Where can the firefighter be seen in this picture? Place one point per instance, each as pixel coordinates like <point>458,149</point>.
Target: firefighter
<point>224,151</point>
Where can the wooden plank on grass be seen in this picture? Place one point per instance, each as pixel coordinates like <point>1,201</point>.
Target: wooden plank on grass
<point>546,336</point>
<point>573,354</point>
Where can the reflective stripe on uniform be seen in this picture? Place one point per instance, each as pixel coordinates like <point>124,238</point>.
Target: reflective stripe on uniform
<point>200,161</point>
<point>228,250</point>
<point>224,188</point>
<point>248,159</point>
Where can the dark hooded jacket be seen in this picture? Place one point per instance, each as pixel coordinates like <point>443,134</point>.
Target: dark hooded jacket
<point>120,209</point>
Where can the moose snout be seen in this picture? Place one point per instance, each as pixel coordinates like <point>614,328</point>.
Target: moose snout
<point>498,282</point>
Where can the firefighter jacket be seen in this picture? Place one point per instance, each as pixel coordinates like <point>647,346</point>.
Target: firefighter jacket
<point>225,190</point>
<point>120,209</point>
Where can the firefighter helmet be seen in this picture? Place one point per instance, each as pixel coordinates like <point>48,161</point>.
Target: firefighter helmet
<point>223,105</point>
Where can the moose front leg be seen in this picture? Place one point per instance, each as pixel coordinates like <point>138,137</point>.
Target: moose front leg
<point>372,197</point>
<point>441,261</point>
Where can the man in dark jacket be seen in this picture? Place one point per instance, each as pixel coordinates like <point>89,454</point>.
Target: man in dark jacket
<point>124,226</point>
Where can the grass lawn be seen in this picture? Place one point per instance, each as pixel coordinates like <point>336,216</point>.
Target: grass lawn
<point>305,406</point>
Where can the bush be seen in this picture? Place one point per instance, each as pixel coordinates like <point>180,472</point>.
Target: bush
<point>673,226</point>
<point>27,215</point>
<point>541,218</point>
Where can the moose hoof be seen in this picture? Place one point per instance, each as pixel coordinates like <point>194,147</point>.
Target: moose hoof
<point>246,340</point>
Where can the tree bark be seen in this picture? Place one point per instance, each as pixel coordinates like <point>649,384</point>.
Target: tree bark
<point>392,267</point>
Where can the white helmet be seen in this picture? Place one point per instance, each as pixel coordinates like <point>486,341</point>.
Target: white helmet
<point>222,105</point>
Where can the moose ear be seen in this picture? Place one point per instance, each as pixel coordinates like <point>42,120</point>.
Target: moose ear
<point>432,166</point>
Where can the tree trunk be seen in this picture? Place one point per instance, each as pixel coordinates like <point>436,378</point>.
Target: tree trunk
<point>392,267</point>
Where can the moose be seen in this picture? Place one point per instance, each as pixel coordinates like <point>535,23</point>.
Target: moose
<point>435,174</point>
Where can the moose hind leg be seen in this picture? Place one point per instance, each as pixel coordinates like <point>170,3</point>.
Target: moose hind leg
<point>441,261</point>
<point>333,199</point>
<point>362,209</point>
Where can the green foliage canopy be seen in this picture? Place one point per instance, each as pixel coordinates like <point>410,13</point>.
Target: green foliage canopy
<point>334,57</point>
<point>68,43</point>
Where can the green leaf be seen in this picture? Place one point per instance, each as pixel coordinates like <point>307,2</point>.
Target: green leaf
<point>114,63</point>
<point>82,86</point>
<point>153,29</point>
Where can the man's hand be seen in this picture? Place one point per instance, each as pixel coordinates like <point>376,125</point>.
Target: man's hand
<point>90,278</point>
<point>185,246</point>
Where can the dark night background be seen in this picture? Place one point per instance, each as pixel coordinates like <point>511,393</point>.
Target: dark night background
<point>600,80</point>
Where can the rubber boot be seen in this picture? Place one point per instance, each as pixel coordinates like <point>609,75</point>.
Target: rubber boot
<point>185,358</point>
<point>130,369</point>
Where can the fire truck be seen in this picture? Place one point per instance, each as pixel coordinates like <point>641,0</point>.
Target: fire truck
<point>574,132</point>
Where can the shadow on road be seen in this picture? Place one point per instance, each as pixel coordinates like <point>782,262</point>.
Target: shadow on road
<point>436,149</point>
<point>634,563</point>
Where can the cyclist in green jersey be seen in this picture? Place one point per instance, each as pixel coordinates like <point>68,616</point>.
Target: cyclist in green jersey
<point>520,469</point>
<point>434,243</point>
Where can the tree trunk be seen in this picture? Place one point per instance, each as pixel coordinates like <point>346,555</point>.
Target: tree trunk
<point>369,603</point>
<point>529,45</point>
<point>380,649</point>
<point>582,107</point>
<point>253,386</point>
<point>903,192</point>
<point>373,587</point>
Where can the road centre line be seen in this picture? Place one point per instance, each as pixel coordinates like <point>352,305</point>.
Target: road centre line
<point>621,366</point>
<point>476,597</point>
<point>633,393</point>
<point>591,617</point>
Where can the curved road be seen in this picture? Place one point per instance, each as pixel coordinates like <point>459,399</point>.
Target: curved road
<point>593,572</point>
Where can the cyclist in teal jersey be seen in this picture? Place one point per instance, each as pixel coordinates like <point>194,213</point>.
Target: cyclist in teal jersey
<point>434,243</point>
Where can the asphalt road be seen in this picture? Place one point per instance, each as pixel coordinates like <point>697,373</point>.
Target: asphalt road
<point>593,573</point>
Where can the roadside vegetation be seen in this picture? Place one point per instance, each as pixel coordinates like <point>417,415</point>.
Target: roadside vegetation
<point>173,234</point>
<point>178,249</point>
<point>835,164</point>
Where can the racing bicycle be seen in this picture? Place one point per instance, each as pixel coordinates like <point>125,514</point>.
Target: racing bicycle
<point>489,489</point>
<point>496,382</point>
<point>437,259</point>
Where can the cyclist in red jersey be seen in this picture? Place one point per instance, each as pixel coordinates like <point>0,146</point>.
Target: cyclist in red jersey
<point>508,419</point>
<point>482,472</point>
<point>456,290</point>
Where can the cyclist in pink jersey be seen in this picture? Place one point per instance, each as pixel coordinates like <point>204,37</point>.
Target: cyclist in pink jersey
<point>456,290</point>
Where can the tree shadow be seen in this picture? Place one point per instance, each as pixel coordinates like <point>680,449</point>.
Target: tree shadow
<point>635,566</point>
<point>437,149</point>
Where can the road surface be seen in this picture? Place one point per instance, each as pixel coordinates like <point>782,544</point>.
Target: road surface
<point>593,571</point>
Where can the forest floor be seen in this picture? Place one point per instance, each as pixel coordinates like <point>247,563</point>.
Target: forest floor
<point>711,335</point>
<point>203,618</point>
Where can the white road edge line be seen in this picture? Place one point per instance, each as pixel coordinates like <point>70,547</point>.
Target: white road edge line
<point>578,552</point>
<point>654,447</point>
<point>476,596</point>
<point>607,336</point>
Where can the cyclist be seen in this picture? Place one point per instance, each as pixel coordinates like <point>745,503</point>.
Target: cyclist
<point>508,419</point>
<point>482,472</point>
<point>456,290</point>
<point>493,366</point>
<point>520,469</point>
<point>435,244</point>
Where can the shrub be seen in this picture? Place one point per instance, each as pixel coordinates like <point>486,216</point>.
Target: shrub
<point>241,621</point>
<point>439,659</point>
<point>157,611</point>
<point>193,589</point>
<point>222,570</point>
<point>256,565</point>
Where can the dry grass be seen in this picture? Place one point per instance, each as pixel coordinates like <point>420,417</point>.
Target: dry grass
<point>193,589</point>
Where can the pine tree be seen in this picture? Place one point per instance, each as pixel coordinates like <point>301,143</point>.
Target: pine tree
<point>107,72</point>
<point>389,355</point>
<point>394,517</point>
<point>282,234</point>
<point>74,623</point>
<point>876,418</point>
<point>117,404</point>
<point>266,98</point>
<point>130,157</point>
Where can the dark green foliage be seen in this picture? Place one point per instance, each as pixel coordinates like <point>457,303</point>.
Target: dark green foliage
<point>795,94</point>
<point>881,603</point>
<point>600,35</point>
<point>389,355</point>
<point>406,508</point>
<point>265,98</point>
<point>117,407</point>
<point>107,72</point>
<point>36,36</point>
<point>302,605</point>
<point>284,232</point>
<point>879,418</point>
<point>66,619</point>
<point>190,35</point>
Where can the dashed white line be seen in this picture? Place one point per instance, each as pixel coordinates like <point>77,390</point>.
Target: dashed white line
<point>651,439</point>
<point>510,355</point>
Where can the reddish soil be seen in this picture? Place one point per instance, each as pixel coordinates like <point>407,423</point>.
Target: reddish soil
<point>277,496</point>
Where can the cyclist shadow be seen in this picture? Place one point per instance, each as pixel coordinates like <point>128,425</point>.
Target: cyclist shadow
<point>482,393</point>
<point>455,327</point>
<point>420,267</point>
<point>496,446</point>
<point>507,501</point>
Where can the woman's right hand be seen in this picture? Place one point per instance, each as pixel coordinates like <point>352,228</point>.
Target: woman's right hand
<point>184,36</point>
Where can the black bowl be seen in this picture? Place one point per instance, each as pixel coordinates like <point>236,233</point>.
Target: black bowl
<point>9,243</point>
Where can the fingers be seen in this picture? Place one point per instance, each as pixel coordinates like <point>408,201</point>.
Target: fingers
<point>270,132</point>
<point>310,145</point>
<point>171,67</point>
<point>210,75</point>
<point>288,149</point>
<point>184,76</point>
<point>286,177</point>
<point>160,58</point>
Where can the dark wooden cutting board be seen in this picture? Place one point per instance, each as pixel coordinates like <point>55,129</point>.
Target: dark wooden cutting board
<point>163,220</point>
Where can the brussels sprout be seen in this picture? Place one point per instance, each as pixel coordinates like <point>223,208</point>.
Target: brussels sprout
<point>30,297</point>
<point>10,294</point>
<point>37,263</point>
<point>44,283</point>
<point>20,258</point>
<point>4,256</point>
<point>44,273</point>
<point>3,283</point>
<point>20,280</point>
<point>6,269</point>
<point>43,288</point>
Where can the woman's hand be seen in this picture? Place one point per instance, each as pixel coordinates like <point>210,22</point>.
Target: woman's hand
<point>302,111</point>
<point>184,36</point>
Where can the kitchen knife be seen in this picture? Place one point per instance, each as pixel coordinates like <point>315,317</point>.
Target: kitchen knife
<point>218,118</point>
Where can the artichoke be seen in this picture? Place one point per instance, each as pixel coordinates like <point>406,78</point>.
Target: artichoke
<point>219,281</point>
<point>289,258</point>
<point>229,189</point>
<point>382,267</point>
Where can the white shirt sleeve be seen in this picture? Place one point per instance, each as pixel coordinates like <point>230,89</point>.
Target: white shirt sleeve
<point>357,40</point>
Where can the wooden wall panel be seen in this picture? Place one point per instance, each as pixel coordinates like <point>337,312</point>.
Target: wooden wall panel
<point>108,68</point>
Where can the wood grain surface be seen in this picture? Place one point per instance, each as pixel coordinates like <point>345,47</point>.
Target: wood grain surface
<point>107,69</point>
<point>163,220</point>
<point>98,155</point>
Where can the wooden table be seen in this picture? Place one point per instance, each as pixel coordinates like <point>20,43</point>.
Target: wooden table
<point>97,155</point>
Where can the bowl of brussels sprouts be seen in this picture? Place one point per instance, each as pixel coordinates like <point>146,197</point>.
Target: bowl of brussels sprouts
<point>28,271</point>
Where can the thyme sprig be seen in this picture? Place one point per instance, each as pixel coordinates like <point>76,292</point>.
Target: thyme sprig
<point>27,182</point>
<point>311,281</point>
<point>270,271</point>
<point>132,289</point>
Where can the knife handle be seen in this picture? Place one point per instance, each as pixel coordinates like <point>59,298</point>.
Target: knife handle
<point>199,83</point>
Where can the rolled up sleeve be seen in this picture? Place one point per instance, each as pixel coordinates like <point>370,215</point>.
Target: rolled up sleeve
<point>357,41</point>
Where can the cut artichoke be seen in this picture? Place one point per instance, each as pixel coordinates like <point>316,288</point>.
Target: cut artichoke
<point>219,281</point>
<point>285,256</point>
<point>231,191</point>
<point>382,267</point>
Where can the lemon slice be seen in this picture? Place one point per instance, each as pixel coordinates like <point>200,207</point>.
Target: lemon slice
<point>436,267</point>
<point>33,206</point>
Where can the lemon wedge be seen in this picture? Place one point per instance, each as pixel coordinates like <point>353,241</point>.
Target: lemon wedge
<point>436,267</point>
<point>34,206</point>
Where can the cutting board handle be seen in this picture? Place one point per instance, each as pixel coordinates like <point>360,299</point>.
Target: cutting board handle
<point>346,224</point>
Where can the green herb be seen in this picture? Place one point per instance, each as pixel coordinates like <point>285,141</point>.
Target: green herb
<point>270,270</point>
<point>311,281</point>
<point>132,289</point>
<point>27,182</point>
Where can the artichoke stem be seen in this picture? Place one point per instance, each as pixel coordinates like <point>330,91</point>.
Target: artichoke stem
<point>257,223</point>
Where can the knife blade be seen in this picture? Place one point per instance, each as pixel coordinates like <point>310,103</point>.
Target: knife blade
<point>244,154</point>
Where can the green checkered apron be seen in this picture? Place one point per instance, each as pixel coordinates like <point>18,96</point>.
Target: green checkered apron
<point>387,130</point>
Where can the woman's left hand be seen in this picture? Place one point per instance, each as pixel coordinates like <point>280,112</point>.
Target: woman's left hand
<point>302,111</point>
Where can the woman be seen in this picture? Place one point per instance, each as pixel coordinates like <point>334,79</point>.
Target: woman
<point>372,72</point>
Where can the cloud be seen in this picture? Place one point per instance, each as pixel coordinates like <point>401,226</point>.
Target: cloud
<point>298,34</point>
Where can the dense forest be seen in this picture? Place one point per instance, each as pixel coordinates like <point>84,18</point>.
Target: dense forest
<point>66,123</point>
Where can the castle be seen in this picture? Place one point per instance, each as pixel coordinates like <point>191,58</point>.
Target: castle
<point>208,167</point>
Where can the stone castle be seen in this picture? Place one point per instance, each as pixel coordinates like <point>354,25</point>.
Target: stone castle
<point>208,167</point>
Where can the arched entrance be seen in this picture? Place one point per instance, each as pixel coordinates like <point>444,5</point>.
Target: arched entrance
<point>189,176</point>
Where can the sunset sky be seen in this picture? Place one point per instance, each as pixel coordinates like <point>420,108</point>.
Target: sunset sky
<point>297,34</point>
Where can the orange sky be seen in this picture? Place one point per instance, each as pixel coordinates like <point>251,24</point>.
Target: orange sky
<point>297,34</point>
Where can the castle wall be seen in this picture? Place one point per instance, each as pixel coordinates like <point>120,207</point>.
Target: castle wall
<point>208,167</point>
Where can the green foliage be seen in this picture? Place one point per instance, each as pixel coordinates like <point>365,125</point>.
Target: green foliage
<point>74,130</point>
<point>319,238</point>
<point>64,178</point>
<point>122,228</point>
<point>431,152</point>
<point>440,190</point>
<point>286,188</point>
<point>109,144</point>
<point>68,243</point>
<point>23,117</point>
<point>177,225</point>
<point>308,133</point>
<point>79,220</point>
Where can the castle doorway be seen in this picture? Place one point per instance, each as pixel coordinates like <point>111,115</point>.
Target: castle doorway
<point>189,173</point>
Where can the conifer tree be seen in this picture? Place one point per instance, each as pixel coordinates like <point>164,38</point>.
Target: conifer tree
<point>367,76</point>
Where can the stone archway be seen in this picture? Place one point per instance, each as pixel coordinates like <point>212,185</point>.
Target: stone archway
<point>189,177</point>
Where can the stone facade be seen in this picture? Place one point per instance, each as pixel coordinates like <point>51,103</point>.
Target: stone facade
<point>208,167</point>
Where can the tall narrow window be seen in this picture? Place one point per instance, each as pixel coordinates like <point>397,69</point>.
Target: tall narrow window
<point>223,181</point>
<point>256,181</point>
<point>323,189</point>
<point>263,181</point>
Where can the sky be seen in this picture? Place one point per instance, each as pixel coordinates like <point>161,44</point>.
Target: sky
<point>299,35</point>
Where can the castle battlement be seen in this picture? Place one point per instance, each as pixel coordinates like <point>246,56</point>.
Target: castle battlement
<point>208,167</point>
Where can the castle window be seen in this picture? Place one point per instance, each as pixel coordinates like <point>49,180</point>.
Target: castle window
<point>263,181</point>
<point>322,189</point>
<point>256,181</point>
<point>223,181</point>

§ **WORK TO COMPLETE**
Set down again, word for word, the stretch of records from the line with "Where can the firefighter helmet" to the line with "Where can the moose hind", both of those lines included.

§ **OUTPUT**
Where can the firefighter helmet be seen in this picture? Place one point per instance, each as pixel coordinates like <point>48,161</point>.
Target: firefighter helmet
<point>223,105</point>
Where can the moose front leg be seen in this picture? Place one point per instance, each as pixel coordinates like <point>138,137</point>.
Target: moose front leg
<point>372,197</point>
<point>441,261</point>
Where can the man in dark jacket be seen in this picture? Place one point per instance, each as pixel coordinates like <point>89,454</point>.
Target: man in dark jacket
<point>124,226</point>
Where can the grass lawn be seen in this picture? Place one point per instance, each as pixel coordinates like <point>336,216</point>.
Target: grass lawn
<point>305,406</point>
Where can the bush be seen in this picture? Place one point per instance, each as pixel coordinates like <point>180,472</point>.
Target: bush
<point>673,226</point>
<point>27,215</point>
<point>541,218</point>
Where can the moose hoof be seen in this picture? Place one point per instance, each as pixel coordinates like <point>194,147</point>.
Target: moose hoof
<point>246,340</point>
Where can the tree bark be seen in this picture? Place one point per instance, each as pixel coordinates like <point>649,384</point>.
Target: tree bark
<point>392,267</point>
Where can the white helmet be seen in this picture? Place one point per instance, each as pixel coordinates like <point>486,341</point>.
Target: white helmet
<point>222,105</point>
Where can the moose ear be seen in this picture? Place one point per instance, each as pixel coordinates like <point>42,120</point>.
Target: moose ear
<point>432,166</point>
Where can the tree trunk be seen in this picture? Place one point per instance, each as pixel coordinates like <point>436,378</point>.
Target: tree trunk
<point>392,267</point>
Where can the moose be seen in this picture? Place one point per instance, each as pixel coordinates like <point>535,23</point>.
Target: moose
<point>435,174</point>
Where can the moose hind leg be seen in this picture? Place one point per instance, each as pixel coordinates like <point>170,3</point>.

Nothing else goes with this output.